Referring expression pointing data:
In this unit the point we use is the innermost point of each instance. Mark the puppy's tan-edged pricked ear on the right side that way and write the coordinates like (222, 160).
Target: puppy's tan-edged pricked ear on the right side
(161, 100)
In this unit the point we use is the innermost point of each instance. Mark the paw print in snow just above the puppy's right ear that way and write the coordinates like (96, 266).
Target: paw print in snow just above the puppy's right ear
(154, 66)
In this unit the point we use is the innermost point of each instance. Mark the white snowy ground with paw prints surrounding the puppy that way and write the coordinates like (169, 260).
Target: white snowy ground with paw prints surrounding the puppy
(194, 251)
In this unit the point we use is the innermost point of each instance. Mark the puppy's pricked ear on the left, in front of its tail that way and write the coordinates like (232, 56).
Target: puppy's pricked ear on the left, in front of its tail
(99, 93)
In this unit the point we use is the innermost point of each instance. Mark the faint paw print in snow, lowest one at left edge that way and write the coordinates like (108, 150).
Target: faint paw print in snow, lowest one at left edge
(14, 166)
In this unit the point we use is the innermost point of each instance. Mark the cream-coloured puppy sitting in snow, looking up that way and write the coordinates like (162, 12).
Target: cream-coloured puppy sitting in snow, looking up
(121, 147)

» Problem to work on
Output the lines from the one with "Target: cream-coloured puppy" to the final line of the entries above, exactly as they stand, please, and nothing else.

» Task result
Target: cream-coloured puppy sitting in snow, looking up
(121, 147)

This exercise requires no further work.